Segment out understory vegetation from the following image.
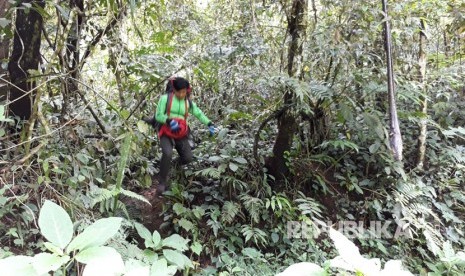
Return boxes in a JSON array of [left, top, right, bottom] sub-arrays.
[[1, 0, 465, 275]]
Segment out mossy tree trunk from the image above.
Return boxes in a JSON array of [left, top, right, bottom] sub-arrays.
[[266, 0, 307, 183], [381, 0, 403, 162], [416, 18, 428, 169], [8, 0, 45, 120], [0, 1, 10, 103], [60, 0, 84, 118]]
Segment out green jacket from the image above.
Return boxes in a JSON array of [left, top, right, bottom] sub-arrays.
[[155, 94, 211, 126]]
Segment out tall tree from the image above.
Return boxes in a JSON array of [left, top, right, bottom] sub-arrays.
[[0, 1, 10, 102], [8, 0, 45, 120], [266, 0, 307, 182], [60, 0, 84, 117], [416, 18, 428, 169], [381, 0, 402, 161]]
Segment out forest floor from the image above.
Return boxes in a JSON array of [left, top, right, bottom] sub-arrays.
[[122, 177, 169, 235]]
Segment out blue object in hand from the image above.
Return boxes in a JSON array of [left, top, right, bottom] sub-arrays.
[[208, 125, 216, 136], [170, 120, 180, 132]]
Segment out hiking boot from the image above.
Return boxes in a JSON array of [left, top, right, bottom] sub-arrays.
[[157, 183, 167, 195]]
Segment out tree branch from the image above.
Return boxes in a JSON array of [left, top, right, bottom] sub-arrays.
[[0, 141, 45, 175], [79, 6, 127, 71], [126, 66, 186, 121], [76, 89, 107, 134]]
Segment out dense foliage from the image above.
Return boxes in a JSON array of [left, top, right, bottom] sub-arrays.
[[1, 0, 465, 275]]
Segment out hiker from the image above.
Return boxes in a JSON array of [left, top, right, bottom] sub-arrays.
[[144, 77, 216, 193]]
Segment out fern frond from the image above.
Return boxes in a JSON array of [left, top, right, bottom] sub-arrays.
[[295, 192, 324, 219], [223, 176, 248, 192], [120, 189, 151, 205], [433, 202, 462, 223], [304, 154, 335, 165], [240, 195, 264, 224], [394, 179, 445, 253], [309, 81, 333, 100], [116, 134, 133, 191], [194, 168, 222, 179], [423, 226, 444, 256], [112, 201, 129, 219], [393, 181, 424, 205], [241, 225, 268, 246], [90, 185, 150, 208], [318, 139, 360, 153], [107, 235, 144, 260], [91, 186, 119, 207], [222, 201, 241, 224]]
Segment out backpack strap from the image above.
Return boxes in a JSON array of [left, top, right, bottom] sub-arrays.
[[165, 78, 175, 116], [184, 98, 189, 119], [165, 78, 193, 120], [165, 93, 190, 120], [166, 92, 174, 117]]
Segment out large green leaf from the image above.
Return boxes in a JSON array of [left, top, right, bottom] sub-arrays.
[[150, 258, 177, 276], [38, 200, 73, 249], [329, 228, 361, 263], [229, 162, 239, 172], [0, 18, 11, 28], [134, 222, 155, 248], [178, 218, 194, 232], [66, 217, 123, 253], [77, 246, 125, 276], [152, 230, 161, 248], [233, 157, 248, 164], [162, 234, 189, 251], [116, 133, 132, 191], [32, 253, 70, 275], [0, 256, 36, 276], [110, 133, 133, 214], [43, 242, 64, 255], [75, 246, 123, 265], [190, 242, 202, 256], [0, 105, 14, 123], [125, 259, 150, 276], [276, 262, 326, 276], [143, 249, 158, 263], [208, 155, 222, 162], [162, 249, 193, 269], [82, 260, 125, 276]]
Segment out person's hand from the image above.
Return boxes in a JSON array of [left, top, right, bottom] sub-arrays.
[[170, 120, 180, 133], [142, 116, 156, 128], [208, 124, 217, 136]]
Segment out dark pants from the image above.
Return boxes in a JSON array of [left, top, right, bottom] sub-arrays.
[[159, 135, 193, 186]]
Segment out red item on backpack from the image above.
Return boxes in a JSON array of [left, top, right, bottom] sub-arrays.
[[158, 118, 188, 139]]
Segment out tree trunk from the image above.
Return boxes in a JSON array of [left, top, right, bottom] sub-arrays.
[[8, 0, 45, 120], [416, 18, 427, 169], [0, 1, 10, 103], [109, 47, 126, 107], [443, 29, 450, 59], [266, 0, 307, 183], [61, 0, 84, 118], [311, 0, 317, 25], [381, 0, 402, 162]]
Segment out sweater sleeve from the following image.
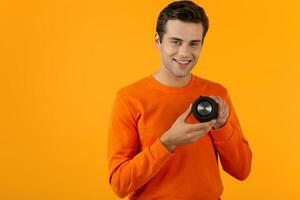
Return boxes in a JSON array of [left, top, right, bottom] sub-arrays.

* * * * * * * * *

Aim of the exercise → Every line of the material that holds "trunk" should be copied out as the answer.

Your response →
Segment out mossy tree trunk from the image above.
Segment out tree trunk from the image above.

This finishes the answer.